**Texte fourni:**
▬▬▬▬▬▬

Samir Salemi : Les grands formats me permettent de m’exprimer mieux et d’effectuer de grands gestes. Ils demandent de la concentration et de l’énergie. Au début et pour aborder ces formats, j’ai commencé par l’utilisation de la peinture industrielle pour peindre plusieurs couches, ce que je ne pouvais pas faire avec la peinture en tube.
e-taqafa : Vous avez été marqué également par l’art des tapis comment avez-vous vécu cette aventure ?
Samir Salemi : Je suis né à Meknès, l’artisanat des tapis, je peux dire que j’ai grandi avec. Quand j’ai eu l’idée de faire des tableaux tapis, j’ai rencontré les tisseuses, j’ai visité les ateliers et j’ai fait des recherches pour les codes des couleurs et le choix de la laine, en deux mots, je savais que le résultat allait être exceptionnel grâce au savoir-faire de ces femmes….
e-taqafa : Les couleurs intenses de vos toiles sont-elles inspirées de votre enfance au Maroc ?
Samir Salemi : Le symbolisme des couleurs est important au Maroc et dans mon travail. A Meknès, notre demeure familiale se situait en face de celle d’une tisseuse de tapis. Vivre auprès de ces femmes et ces couleurs a marqué ma vie. J’ai été influencé aussi par la vie à Meknès, ses moussems, la musique gnaoua, les « lilas » de gnaoua. Toutes les couleurs que j’ai vues au cours de ma vie à cette ville ressortent dans mes créations.
e-taqafa : Que représente pour vous cette exposition à l’espace rivages ?
Samir Salemi : C’est un honneur d’être invité par la Fondation Hassan II pour les Marocains Résidant à l’Etranger que je remercie de m’avoir permis de faire connaitre mon travail au public marocain.

▬▬▬▬▬▬

**Données:**
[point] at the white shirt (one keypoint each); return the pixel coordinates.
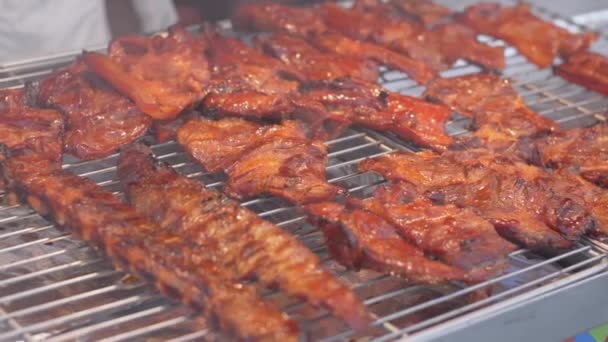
(34, 28)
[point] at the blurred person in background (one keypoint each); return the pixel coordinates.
(34, 28)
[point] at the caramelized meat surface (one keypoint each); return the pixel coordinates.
(456, 41)
(98, 120)
(23, 127)
(260, 159)
(268, 16)
(373, 37)
(237, 244)
(458, 237)
(246, 85)
(583, 149)
(162, 75)
(438, 42)
(141, 247)
(494, 105)
(516, 198)
(538, 40)
(594, 198)
(587, 69)
(425, 11)
(313, 64)
(369, 105)
(359, 239)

▬▬▬▬▬▬

**Exercices à réaliser:**
1. Recopiez le passage de l'entretien avec Samir Salemi qui va de "e-taqafa : Les" à "l’espace rivages ?".
2. Répondez aux questions suivantes d'après l'entretien avec Samir Salemi.
(a) Dans quelle ville Samir Salemi est-il né ?
(b) Quel type de peinture a-t-il d'abord utilisé pour aborder les grands formats ?
(c) Quelle institution l'a invité à exposer à l'espace rivages ?

**Réponses dans l'ordre:**
1.
e-taqafa : Les couleurs intenses de vos toiles sont-elles inspirées de votre enfance au Maroc ?
Samir Salemi : Le symbolisme des couleurs est important au Maroc et dans mon travail. A Meknès, notre demeure familiale se situait en face de celle d’une tisseuse de tapis. Vivre auprès de ces femmes et ces couleurs a marqué ma vie. J’ai été influencé aussi par la vie à Meknès, ses moussems, la musique gnaoua, les « lilas » de gnaoua. Toutes les couleurs que j’ai vues au cours de ma vie à cette ville ressortent dans mes créations.
e-taqafa : Que représente pour vous cette exposition à l’espace rivages ?

2.
(a) À Meknès.
(b) La peinture industrielle.
(c) La Fondation Hassan II pour les Marocains Résidant à l'Etranger.